## Written task 1
In the article on Israel Folau and free speech, list the three actions of Folau named in the sentence that begins "Bear witness to Folau's hypocrisy".
## Written task 2
Extend the article on Israel Folau and free speech, picking up after its final sentence.

## Extract
Amicus Curiae: In Defence of Free Speech


The right to free speech is the right to express one’s opinions without censorship or restraint. Free speech allows us to engage in debates, which is integral to arriving at the truth. Recent events surrounding the “deeply religious” rugby player, Israel Folau, have sparked debate around when dialogue becomes hate speech or harassment. It is vital to protect free speech despite fundamental disagreements people may have in free and democratic societies.


Israel Folau has never shied away from expressing anti-gay sentiment, be it his opposition to gay marriage, or the belief that gays will go to “HELL… unless they repent for their sins to [the] God [of his choice]”.Some people observing Folau’s relentless obsession with gay sex could sympathise with him. Where you are born greatly impacts your religious beliefs, which begs the question – why is Folau so confident in his faith? Bear witness to Folau’s hypocrisy when he clings to the Bible when it comes to sending gays on the next bus to Hell, but proudly adorns his body in tattoos and wears his polyester and spandex Waratahs jersey, but I digress. What was forgotten by Folau was that although free speech is protected by law, it does not entail that people have to put up with hatred. Folau’s comments resulted in disapproval from other sportspeople and commercial consequences, with more on the horizon.

## Entries provided
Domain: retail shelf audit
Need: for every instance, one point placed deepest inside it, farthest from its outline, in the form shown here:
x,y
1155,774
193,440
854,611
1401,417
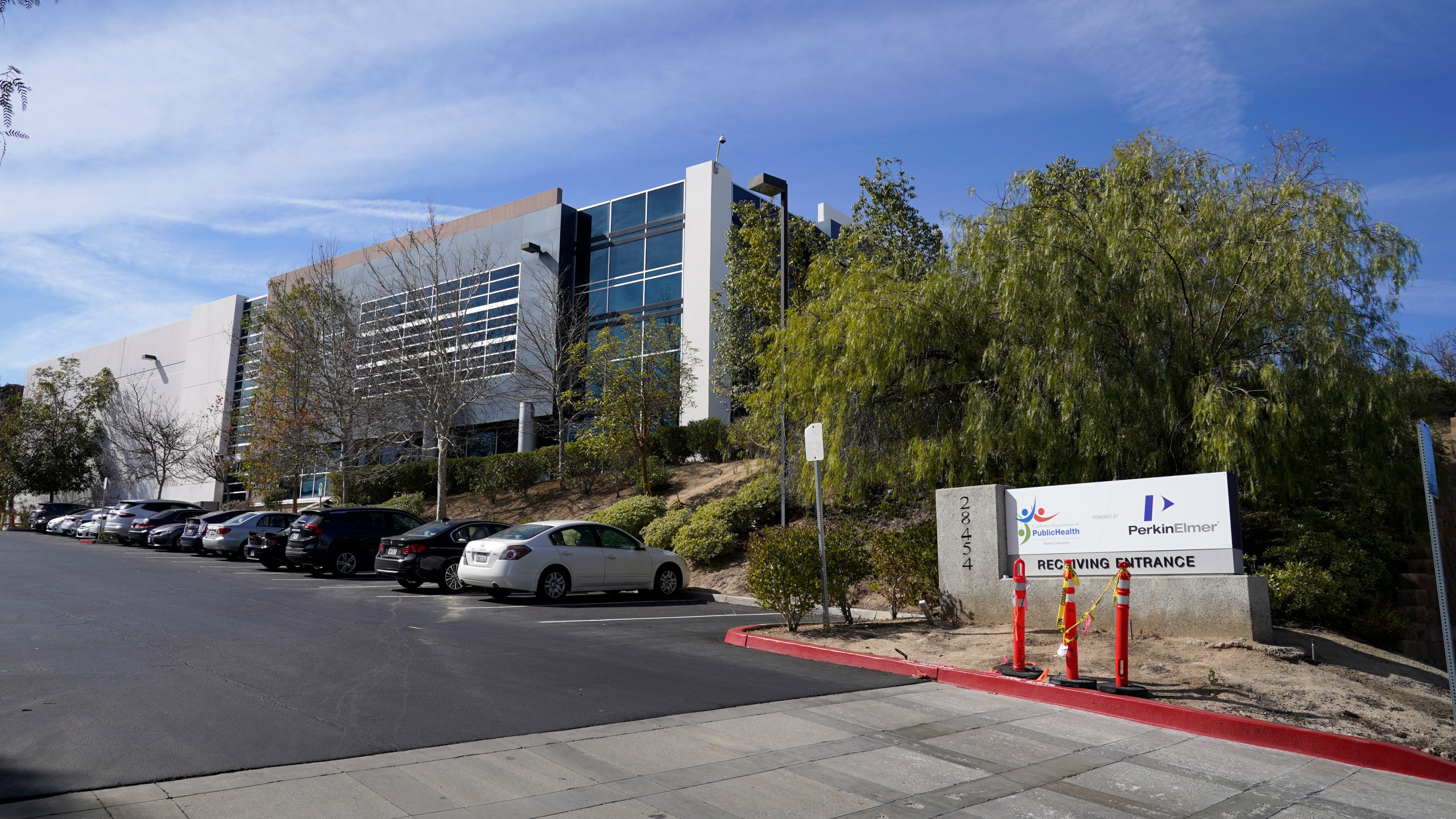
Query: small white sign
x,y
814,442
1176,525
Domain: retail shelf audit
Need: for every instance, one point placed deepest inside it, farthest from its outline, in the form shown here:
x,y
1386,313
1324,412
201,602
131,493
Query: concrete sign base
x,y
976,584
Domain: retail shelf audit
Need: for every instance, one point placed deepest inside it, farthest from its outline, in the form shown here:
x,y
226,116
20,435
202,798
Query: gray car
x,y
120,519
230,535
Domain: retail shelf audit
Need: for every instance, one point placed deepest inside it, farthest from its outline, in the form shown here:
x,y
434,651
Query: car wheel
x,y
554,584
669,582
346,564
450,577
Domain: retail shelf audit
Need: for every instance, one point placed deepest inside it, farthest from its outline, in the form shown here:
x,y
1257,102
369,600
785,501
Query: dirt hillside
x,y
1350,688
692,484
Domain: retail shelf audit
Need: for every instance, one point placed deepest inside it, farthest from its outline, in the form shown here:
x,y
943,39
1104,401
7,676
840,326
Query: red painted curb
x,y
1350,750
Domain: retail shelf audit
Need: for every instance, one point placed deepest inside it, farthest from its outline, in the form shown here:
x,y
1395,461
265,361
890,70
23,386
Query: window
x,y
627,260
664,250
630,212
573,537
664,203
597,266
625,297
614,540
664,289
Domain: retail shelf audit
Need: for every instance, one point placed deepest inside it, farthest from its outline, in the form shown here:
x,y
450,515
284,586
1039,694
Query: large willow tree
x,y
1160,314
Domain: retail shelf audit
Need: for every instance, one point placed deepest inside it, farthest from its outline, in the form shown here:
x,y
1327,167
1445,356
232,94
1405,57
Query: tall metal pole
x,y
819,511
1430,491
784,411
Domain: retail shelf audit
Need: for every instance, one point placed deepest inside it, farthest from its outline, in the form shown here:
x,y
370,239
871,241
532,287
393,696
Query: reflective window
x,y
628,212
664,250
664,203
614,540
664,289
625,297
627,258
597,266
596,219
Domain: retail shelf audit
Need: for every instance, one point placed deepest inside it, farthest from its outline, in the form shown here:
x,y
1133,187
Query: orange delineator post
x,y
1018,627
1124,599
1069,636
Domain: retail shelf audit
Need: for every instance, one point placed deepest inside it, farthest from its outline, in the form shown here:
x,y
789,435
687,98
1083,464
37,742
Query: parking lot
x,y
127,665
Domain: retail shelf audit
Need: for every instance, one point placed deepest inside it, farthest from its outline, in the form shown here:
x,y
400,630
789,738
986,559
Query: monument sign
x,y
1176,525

## Exercise answer 1
- Clinging to the Bible when it comes to sending gays on the next bus to Hell
- Adorning his body in tattoos
- Wearing his polyester and spandex Waratahs jersey

## Exercise answer 2
As someone who belongs to the demographic Folau claims to love, but condemns to hell, I believe his democratic right to free speech should be protected until it incites violence or disturbs public order, vis-á-vis the Summary Offences Act, or constitutes bullying or harassment. I believe so because free speech does not expect you to agree with every opinion that is aired, but if you support the fundamental right to freedom of expression, you must support the right to have opinions that you do not agree with. It is not the opinion that matters, but the fundamental right itself.

Hatred towards those with different predispositions to oneself is no different to the hatred people have felt throughout history and continue to feel today for the colour of their skin.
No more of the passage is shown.